PROBLEM TO WORK ON » Pick out all lines of the entries that include the word "below" and copy them.

::::::

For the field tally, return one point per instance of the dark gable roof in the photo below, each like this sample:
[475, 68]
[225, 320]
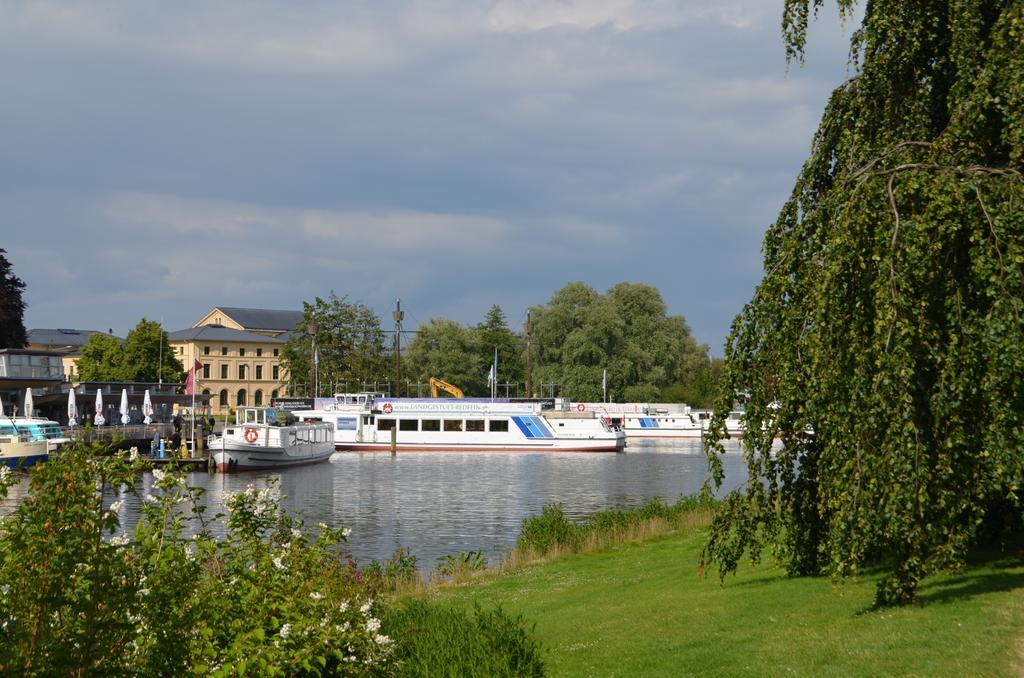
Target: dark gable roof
[263, 319]
[60, 337]
[220, 333]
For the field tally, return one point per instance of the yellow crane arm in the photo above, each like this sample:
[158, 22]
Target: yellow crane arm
[443, 385]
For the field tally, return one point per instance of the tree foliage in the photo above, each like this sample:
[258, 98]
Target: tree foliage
[451, 351]
[12, 334]
[144, 355]
[349, 341]
[580, 333]
[885, 345]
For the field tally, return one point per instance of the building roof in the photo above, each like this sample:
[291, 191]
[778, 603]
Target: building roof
[60, 337]
[263, 319]
[220, 333]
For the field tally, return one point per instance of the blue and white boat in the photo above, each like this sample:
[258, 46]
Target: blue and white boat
[463, 425]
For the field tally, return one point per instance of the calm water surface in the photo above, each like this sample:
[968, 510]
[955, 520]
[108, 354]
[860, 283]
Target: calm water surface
[442, 503]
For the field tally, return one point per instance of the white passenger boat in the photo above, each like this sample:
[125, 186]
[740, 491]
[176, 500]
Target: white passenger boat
[38, 429]
[19, 451]
[260, 439]
[464, 424]
[647, 420]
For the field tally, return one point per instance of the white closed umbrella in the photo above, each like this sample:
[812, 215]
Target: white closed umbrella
[72, 409]
[124, 406]
[99, 420]
[146, 408]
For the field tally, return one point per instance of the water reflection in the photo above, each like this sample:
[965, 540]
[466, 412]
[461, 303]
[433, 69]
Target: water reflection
[442, 503]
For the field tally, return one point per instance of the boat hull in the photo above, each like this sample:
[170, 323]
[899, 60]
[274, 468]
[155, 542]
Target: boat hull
[23, 455]
[471, 447]
[254, 458]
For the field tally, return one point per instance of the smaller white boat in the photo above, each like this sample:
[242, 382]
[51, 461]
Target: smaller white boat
[19, 451]
[261, 439]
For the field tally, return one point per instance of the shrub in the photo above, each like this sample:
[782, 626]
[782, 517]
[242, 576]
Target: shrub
[268, 597]
[439, 641]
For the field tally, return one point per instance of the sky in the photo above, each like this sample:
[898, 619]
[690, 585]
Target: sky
[161, 159]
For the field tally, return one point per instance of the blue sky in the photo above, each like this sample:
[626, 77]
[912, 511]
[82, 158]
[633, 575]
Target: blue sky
[162, 159]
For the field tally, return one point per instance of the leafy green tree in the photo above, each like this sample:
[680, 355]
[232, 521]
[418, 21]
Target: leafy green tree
[450, 351]
[349, 341]
[146, 355]
[138, 357]
[12, 334]
[494, 334]
[885, 345]
[579, 334]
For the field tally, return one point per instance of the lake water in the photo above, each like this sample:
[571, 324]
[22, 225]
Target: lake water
[442, 503]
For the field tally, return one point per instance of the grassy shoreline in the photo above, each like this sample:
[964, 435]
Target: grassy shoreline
[631, 603]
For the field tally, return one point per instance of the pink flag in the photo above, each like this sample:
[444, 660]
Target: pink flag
[190, 379]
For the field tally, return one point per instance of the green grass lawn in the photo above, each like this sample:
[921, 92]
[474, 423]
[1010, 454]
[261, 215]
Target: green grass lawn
[640, 609]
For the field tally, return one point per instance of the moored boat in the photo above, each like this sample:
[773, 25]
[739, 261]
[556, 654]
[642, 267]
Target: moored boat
[465, 425]
[19, 451]
[263, 439]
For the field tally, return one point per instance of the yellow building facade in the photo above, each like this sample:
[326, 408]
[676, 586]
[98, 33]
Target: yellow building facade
[239, 354]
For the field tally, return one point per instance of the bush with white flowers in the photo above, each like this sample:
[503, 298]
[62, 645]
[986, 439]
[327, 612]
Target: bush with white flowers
[267, 597]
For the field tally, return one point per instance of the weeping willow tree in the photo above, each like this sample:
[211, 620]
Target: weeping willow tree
[885, 344]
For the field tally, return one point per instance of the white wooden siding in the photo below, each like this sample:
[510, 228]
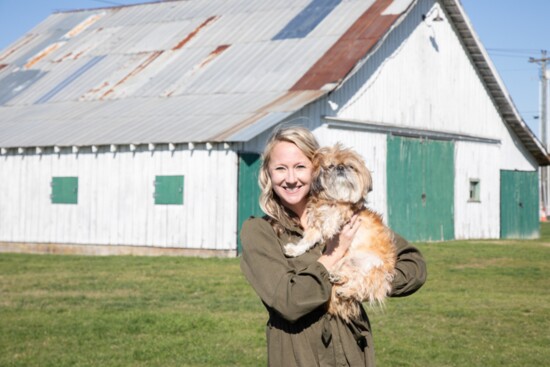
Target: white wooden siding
[421, 78]
[115, 199]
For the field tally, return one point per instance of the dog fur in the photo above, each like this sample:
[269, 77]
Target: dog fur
[340, 184]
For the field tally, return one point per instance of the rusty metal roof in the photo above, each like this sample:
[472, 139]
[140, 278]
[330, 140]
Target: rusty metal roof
[193, 70]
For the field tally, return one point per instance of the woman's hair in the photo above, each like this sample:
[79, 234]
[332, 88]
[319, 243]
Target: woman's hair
[270, 203]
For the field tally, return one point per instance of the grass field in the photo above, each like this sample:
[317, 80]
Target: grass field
[486, 303]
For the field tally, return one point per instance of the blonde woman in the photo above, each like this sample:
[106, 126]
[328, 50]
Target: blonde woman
[296, 291]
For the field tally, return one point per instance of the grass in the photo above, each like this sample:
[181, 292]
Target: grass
[486, 303]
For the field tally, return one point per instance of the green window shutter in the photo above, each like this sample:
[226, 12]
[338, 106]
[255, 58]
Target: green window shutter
[64, 190]
[169, 190]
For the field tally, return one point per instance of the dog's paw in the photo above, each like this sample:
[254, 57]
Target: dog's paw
[335, 279]
[292, 250]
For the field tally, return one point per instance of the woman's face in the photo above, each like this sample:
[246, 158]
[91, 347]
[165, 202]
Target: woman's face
[290, 172]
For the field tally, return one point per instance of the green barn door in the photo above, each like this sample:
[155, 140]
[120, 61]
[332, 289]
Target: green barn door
[420, 175]
[249, 191]
[519, 199]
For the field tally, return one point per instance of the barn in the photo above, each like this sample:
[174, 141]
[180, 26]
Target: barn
[137, 129]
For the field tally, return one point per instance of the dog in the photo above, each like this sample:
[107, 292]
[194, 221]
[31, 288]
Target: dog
[340, 184]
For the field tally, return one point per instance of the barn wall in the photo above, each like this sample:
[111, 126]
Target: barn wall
[420, 77]
[115, 199]
[477, 219]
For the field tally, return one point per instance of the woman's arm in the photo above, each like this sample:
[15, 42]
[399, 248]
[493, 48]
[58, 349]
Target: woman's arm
[411, 269]
[291, 293]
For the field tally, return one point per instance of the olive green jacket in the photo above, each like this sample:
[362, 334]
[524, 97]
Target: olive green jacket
[295, 292]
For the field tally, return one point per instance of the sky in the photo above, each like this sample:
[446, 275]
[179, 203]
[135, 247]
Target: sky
[512, 31]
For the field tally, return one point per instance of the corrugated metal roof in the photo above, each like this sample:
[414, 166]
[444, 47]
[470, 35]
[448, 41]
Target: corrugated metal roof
[180, 71]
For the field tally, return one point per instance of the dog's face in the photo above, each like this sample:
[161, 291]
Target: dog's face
[340, 174]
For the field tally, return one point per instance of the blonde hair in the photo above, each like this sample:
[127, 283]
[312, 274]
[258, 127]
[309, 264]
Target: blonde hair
[281, 217]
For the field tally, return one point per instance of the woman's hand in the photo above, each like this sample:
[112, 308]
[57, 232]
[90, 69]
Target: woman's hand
[337, 247]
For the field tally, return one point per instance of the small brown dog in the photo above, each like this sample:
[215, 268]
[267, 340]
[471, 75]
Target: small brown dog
[340, 184]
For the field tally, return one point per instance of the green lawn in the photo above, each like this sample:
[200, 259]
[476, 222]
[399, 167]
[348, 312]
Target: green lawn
[486, 303]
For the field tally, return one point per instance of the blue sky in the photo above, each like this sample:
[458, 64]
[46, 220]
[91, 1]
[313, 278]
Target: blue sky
[511, 30]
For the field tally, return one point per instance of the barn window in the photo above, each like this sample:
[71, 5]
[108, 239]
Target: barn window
[64, 190]
[474, 190]
[169, 190]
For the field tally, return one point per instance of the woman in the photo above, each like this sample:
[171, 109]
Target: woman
[295, 291]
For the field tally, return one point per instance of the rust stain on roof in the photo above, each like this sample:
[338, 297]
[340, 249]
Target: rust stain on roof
[17, 46]
[358, 40]
[196, 31]
[218, 51]
[42, 54]
[137, 70]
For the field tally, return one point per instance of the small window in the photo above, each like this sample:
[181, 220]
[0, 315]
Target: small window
[64, 190]
[474, 190]
[168, 190]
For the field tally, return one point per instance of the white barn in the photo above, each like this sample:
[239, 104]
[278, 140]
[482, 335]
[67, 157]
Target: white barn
[136, 130]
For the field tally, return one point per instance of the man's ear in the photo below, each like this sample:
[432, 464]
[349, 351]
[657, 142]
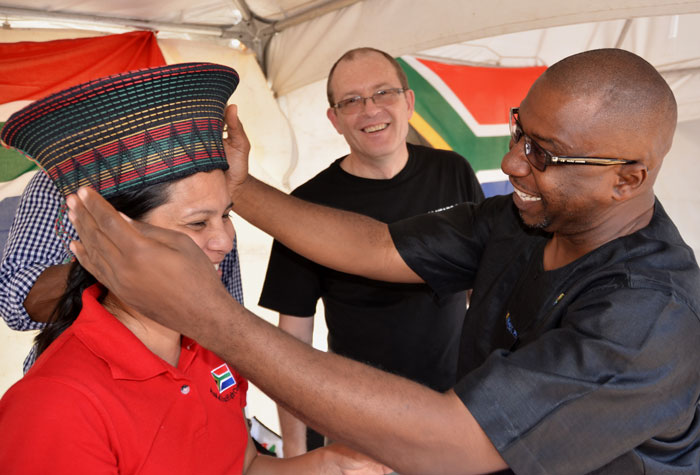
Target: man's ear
[331, 114]
[630, 180]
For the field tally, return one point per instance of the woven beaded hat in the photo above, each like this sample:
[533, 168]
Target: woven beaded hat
[129, 130]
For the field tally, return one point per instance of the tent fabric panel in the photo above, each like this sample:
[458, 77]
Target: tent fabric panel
[417, 25]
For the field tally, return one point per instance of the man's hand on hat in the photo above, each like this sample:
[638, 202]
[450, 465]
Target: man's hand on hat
[160, 272]
[237, 148]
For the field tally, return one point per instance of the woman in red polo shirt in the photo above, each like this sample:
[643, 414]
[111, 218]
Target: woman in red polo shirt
[112, 390]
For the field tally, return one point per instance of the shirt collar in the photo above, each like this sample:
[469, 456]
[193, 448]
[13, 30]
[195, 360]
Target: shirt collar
[126, 356]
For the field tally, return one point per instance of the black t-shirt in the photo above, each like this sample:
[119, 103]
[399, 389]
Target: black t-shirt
[591, 367]
[400, 328]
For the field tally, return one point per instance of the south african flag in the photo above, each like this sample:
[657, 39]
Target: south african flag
[465, 108]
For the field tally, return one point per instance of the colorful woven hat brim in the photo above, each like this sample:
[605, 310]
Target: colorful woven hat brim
[128, 130]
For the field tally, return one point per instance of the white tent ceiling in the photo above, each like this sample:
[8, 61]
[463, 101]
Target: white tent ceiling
[297, 40]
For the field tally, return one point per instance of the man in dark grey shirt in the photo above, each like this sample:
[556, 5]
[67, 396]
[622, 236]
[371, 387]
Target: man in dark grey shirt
[580, 351]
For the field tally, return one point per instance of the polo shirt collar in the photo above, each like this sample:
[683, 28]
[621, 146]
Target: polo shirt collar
[127, 357]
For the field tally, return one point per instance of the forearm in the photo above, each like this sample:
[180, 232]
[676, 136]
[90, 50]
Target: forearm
[294, 430]
[46, 292]
[338, 239]
[293, 433]
[400, 423]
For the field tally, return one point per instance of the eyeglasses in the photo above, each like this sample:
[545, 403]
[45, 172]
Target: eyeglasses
[540, 158]
[381, 98]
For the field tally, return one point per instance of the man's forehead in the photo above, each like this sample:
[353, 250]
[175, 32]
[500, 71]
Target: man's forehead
[370, 64]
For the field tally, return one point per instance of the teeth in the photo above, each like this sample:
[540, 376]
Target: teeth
[525, 197]
[375, 128]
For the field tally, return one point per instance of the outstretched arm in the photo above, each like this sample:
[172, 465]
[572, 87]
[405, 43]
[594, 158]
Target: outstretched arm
[338, 239]
[165, 275]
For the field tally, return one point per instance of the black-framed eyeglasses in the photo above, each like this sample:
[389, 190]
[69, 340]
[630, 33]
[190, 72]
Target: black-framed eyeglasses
[540, 158]
[381, 98]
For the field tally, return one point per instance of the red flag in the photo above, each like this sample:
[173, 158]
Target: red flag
[30, 70]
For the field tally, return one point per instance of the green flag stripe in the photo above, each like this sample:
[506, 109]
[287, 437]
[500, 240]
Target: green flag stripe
[483, 153]
[13, 163]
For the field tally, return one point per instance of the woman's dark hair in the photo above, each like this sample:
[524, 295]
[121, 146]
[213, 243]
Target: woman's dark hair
[135, 204]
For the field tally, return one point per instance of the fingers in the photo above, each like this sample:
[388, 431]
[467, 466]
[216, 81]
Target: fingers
[96, 246]
[236, 136]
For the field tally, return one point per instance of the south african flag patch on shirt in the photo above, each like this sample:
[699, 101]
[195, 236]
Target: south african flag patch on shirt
[223, 377]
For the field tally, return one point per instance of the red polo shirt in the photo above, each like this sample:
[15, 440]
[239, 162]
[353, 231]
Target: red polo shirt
[98, 401]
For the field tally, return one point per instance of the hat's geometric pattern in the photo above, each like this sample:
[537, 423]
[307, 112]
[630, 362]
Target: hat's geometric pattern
[128, 130]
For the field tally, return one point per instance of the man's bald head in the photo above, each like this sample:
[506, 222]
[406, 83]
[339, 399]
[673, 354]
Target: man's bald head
[627, 92]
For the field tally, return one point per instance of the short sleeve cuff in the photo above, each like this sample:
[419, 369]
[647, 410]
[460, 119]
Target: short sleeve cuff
[13, 294]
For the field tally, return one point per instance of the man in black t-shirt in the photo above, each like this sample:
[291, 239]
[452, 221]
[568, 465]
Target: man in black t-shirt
[580, 349]
[401, 328]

::::::

SOLUTION TO THE PROBLEM »
For the field tally, return one point per instance of the dark gable roof in the photo below, each like this sample:
For the field tally, return one point per instance of the white wooden siding in the photo below, each like this sample:
For the field tally, return one point per instance of the man's ear in the photo below, each like this sample:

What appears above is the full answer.